Nothing but the lines holding the string "white" should appear in the answer. Copy them from the entries.

Records provided below:

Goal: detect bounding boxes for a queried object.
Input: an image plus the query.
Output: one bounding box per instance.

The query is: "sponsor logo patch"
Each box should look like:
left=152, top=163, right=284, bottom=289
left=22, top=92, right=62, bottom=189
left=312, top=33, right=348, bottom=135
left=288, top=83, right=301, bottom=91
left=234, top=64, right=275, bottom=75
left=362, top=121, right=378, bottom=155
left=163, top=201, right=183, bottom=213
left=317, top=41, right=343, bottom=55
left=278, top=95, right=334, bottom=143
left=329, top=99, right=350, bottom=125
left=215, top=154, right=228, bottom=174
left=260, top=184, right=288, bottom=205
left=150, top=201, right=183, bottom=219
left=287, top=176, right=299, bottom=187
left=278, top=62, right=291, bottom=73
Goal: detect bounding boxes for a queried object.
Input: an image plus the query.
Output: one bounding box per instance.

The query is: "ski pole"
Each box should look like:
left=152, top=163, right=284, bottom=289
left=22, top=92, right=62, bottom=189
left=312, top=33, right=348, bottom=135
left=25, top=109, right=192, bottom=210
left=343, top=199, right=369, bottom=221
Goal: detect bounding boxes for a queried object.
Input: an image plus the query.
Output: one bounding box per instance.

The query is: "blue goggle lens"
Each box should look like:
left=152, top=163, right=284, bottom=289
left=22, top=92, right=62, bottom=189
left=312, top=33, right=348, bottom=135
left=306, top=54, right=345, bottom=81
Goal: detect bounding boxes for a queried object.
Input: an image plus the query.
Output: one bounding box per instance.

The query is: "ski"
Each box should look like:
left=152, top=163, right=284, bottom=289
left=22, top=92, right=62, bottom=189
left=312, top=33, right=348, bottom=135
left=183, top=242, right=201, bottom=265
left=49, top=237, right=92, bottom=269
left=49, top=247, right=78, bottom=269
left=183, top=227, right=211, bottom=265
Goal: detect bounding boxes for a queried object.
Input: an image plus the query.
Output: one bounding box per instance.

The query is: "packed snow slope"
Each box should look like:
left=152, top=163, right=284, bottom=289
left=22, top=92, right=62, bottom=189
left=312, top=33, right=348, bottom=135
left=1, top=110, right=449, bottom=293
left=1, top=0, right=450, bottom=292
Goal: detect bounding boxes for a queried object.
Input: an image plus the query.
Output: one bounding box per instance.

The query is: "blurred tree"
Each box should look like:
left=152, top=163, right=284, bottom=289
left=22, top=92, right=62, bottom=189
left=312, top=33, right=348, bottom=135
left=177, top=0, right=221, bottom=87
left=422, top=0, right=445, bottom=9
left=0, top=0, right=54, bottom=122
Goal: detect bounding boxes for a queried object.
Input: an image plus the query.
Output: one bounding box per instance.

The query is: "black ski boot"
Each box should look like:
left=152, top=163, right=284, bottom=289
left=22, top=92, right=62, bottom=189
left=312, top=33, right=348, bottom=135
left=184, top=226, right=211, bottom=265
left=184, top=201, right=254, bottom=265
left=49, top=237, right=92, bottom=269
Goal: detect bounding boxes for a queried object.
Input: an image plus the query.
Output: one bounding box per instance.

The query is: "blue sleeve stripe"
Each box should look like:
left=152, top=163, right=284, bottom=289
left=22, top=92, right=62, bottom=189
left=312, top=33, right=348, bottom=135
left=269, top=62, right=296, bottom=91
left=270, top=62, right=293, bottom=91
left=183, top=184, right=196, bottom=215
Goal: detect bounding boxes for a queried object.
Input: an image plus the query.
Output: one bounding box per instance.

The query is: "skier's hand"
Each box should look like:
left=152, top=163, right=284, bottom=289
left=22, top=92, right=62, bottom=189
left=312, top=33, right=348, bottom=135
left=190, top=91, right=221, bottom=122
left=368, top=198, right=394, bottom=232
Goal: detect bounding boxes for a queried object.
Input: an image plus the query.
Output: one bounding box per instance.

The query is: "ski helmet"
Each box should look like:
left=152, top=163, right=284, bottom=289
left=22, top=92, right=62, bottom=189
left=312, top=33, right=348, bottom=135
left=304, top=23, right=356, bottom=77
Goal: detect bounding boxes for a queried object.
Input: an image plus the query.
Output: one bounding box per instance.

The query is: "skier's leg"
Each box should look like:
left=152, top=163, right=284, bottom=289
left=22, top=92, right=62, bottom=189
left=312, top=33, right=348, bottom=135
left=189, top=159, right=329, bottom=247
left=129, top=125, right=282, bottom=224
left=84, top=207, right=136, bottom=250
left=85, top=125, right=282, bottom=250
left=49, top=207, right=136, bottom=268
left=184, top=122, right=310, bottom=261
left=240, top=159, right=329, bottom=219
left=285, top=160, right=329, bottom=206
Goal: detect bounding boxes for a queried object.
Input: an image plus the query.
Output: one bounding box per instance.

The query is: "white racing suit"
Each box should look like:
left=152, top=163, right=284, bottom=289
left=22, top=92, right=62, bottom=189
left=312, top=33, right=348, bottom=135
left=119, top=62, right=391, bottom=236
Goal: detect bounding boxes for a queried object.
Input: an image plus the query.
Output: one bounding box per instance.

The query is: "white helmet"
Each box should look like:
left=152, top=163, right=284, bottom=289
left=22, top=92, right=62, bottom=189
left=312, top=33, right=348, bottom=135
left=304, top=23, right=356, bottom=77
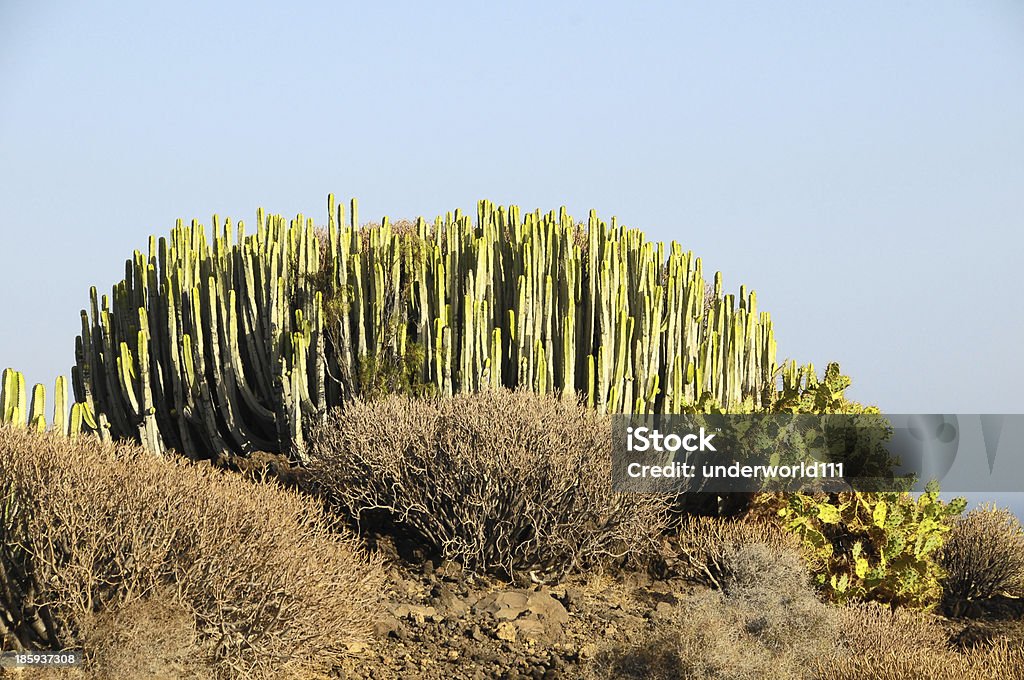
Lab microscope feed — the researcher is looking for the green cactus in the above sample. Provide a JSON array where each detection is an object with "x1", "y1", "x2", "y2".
[
  {"x1": 1, "y1": 368, "x2": 27, "y2": 427},
  {"x1": 763, "y1": 484, "x2": 966, "y2": 609},
  {"x1": 1, "y1": 368, "x2": 97, "y2": 439},
  {"x1": 71, "y1": 196, "x2": 785, "y2": 462}
]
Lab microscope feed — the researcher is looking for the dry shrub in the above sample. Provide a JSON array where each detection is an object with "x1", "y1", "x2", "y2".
[
  {"x1": 939, "y1": 504, "x2": 1024, "y2": 616},
  {"x1": 817, "y1": 603, "x2": 1024, "y2": 679},
  {"x1": 833, "y1": 602, "x2": 948, "y2": 657},
  {"x1": 816, "y1": 638, "x2": 1024, "y2": 680},
  {"x1": 71, "y1": 589, "x2": 214, "y2": 679},
  {"x1": 588, "y1": 544, "x2": 838, "y2": 680},
  {"x1": 307, "y1": 389, "x2": 671, "y2": 579},
  {"x1": 0, "y1": 426, "x2": 385, "y2": 678},
  {"x1": 670, "y1": 515, "x2": 801, "y2": 590}
]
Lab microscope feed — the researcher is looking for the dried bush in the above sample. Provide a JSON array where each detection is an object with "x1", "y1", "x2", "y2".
[
  {"x1": 939, "y1": 504, "x2": 1024, "y2": 615},
  {"x1": 816, "y1": 637, "x2": 1024, "y2": 680},
  {"x1": 832, "y1": 602, "x2": 949, "y2": 658},
  {"x1": 0, "y1": 426, "x2": 385, "y2": 678},
  {"x1": 817, "y1": 602, "x2": 1024, "y2": 679},
  {"x1": 588, "y1": 568, "x2": 1022, "y2": 680},
  {"x1": 587, "y1": 546, "x2": 838, "y2": 680},
  {"x1": 306, "y1": 389, "x2": 671, "y2": 579},
  {"x1": 669, "y1": 515, "x2": 802, "y2": 590},
  {"x1": 69, "y1": 589, "x2": 215, "y2": 679}
]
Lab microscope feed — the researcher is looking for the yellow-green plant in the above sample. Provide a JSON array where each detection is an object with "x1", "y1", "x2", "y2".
[
  {"x1": 749, "y1": 363, "x2": 965, "y2": 608},
  {"x1": 763, "y1": 484, "x2": 966, "y2": 609},
  {"x1": 71, "y1": 196, "x2": 785, "y2": 462},
  {"x1": 1, "y1": 368, "x2": 99, "y2": 440}
]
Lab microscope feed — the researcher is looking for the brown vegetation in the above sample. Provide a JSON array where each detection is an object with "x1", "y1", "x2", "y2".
[
  {"x1": 0, "y1": 426, "x2": 385, "y2": 678},
  {"x1": 666, "y1": 514, "x2": 800, "y2": 589},
  {"x1": 306, "y1": 389, "x2": 671, "y2": 580},
  {"x1": 588, "y1": 535, "x2": 839, "y2": 680},
  {"x1": 4, "y1": 398, "x2": 1022, "y2": 677},
  {"x1": 817, "y1": 637, "x2": 1024, "y2": 680},
  {"x1": 939, "y1": 504, "x2": 1024, "y2": 616}
]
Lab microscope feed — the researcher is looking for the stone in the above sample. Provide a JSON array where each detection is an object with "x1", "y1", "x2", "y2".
[
  {"x1": 475, "y1": 589, "x2": 570, "y2": 625},
  {"x1": 495, "y1": 621, "x2": 518, "y2": 642},
  {"x1": 514, "y1": 618, "x2": 547, "y2": 641},
  {"x1": 436, "y1": 559, "x2": 464, "y2": 580},
  {"x1": 562, "y1": 588, "x2": 585, "y2": 612},
  {"x1": 392, "y1": 603, "x2": 438, "y2": 625},
  {"x1": 373, "y1": 614, "x2": 401, "y2": 638}
]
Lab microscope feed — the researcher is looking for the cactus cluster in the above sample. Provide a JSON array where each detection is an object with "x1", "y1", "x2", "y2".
[
  {"x1": 1, "y1": 368, "x2": 99, "y2": 439},
  {"x1": 72, "y1": 196, "x2": 782, "y2": 461},
  {"x1": 766, "y1": 485, "x2": 967, "y2": 609}
]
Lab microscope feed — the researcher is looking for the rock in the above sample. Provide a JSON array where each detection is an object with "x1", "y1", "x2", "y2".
[
  {"x1": 476, "y1": 590, "x2": 530, "y2": 619},
  {"x1": 373, "y1": 614, "x2": 402, "y2": 638},
  {"x1": 562, "y1": 588, "x2": 585, "y2": 612},
  {"x1": 392, "y1": 603, "x2": 438, "y2": 625},
  {"x1": 475, "y1": 590, "x2": 570, "y2": 626},
  {"x1": 433, "y1": 584, "x2": 469, "y2": 618},
  {"x1": 496, "y1": 621, "x2": 518, "y2": 642},
  {"x1": 514, "y1": 618, "x2": 547, "y2": 640},
  {"x1": 437, "y1": 560, "x2": 464, "y2": 580}
]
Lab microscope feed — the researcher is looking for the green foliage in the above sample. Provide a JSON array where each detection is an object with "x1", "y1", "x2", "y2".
[
  {"x1": 772, "y1": 361, "x2": 877, "y2": 415},
  {"x1": 684, "y1": 362, "x2": 900, "y2": 518},
  {"x1": 764, "y1": 485, "x2": 966, "y2": 609},
  {"x1": 356, "y1": 341, "x2": 436, "y2": 401},
  {"x1": 749, "y1": 363, "x2": 965, "y2": 609}
]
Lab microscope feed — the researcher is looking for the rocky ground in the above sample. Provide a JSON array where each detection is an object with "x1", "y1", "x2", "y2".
[
  {"x1": 329, "y1": 535, "x2": 1024, "y2": 680},
  {"x1": 332, "y1": 536, "x2": 697, "y2": 680}
]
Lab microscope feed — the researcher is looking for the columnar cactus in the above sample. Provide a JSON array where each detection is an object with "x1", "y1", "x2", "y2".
[
  {"x1": 1, "y1": 369, "x2": 99, "y2": 439},
  {"x1": 72, "y1": 196, "x2": 797, "y2": 462}
]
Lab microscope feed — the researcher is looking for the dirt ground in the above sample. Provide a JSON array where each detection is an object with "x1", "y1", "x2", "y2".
[
  {"x1": 335, "y1": 544, "x2": 690, "y2": 680},
  {"x1": 332, "y1": 536, "x2": 1024, "y2": 680}
]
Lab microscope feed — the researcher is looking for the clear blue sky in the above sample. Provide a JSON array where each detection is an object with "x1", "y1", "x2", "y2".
[{"x1": 2, "y1": 3, "x2": 1022, "y2": 483}]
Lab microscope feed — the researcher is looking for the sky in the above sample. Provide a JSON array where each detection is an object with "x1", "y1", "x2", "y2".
[{"x1": 1, "y1": 2, "x2": 1023, "y2": 505}]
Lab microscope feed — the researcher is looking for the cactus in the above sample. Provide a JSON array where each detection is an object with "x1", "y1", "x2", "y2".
[
  {"x1": 72, "y1": 196, "x2": 786, "y2": 462},
  {"x1": 1, "y1": 368, "x2": 99, "y2": 439},
  {"x1": 763, "y1": 484, "x2": 967, "y2": 609},
  {"x1": 1, "y1": 368, "x2": 26, "y2": 427}
]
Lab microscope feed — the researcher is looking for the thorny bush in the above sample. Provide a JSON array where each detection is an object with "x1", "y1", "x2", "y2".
[{"x1": 307, "y1": 389, "x2": 671, "y2": 580}]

End of Records provided.

== Answer to this exercise ==
The query is: "white racing suit"
The query is: "white helmet"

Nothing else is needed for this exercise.